The problem> A line belongs in the answer only if it contains the word "cliff"; copy every such line from the listing below.

---- Data

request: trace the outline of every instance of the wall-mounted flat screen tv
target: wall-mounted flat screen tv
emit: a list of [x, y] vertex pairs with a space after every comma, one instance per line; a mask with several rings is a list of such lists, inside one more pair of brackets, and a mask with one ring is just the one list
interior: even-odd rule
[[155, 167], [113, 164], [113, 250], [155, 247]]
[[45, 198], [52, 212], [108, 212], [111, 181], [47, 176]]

--------
---- Data

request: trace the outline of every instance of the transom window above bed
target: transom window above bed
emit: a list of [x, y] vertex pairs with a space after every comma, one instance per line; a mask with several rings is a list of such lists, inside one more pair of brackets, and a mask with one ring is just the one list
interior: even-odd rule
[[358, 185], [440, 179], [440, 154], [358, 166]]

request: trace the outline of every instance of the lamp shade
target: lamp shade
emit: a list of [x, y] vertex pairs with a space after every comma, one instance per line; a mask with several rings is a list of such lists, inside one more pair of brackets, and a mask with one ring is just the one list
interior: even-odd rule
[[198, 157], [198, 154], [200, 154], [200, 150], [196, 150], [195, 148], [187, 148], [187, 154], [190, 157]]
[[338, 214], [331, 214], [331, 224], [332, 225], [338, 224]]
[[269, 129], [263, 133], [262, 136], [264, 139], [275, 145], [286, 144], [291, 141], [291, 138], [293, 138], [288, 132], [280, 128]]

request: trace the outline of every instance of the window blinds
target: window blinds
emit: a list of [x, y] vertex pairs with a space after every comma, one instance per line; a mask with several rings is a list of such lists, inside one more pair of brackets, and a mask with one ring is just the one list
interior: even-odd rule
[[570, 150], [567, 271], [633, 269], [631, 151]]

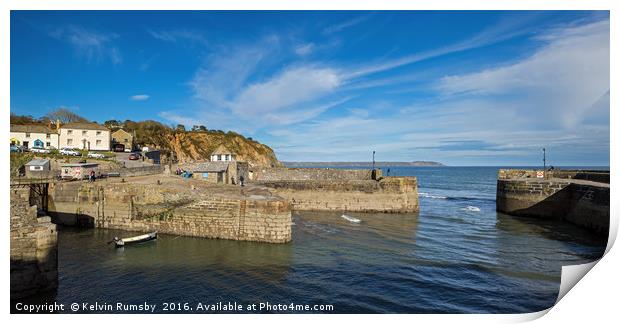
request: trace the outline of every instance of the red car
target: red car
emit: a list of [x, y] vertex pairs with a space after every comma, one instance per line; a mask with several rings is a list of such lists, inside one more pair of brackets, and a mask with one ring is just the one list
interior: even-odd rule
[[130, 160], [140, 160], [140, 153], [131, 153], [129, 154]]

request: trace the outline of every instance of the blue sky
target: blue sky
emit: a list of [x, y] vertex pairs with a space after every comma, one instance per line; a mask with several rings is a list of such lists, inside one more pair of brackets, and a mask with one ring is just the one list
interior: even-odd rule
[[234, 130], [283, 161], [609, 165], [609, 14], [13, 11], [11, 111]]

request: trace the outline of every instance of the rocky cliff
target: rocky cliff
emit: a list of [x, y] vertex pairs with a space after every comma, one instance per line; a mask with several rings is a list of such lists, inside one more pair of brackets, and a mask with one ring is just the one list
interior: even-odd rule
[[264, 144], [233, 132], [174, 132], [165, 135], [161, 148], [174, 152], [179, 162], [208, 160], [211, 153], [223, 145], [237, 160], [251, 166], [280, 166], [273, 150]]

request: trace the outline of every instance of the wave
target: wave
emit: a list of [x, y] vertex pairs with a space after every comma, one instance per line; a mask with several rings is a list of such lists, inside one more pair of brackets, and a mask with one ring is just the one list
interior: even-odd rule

--------
---- Data

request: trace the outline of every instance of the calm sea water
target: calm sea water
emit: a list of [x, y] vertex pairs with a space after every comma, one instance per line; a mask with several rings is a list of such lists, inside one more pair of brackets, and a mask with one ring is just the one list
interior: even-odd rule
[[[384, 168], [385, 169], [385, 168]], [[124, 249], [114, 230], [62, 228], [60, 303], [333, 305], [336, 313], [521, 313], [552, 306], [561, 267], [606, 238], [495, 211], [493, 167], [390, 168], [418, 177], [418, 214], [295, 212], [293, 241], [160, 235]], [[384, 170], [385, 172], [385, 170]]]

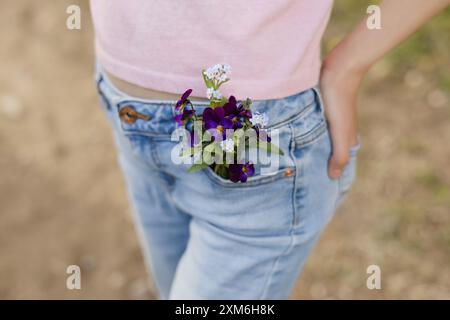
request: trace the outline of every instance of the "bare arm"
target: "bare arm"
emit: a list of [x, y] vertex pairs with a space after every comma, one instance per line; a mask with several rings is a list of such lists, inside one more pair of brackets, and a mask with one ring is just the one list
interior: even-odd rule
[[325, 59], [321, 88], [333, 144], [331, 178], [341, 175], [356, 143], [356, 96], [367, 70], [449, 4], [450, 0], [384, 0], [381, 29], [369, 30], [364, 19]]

--------

Completed exercise>
request: trace the outline of every instance of the rocky cliff
target: rocky cliff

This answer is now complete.